* [YOUR INSTRUCTIONS]
Convert the data into a numbered list, starting at the line containing "Guideline: one keypoint for each instance of the hillside" and ending at the last line of the data, with both included and blank lines omitted.

[Excerpts from a dataset on pointing to objects]
◇ ◇ ◇ ◇ ◇

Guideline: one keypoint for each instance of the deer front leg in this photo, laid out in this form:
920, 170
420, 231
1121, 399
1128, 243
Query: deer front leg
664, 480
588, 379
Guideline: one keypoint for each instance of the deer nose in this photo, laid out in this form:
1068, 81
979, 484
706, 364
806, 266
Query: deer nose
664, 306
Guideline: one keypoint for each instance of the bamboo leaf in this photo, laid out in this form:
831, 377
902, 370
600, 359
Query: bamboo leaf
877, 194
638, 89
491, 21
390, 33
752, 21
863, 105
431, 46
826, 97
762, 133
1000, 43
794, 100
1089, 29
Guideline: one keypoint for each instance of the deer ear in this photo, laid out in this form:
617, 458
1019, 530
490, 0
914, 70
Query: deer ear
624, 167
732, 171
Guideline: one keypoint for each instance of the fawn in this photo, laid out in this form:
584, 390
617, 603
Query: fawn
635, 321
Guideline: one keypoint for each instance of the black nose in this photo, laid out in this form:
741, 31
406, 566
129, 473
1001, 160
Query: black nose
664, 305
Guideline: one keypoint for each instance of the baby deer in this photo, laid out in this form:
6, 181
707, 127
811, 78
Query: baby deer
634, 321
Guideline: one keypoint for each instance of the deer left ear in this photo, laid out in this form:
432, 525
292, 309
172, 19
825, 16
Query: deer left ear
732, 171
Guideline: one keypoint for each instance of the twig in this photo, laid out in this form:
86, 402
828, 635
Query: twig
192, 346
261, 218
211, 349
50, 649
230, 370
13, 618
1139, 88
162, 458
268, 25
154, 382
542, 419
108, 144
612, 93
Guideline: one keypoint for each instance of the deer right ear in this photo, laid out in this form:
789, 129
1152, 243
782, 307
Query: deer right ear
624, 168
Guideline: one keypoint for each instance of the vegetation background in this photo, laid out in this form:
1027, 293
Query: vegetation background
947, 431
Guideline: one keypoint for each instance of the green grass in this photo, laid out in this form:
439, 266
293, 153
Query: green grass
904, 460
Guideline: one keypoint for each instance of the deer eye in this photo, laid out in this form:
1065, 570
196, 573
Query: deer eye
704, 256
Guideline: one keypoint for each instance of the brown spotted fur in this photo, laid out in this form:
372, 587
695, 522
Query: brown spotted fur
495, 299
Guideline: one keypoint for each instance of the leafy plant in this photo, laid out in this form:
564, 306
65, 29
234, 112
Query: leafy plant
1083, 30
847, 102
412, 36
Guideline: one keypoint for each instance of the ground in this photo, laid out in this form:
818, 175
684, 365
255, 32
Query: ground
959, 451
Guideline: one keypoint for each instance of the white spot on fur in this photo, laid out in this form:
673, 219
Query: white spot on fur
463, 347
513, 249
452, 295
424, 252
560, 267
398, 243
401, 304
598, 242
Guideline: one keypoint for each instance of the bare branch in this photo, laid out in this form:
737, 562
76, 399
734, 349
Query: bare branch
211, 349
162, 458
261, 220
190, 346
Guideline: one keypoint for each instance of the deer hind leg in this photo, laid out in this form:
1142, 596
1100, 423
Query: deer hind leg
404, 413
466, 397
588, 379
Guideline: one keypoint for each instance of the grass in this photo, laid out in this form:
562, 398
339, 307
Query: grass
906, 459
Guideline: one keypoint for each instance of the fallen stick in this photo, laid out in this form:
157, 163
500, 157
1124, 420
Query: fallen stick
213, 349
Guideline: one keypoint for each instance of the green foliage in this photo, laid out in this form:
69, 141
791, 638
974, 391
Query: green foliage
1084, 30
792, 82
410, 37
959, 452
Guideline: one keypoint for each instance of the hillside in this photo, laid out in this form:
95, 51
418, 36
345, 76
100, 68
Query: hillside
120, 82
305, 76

◇ ◇ ◇ ◇ ◇

* [IN RESPONSE]
1. Guideline: one keypoint for each instance of the hillside in this photo, laid out in this form:
2. 95, 51
3. 418, 36
4. 345, 76
5. 100, 68
6. Query: hillside
7. 120, 82
8. 305, 76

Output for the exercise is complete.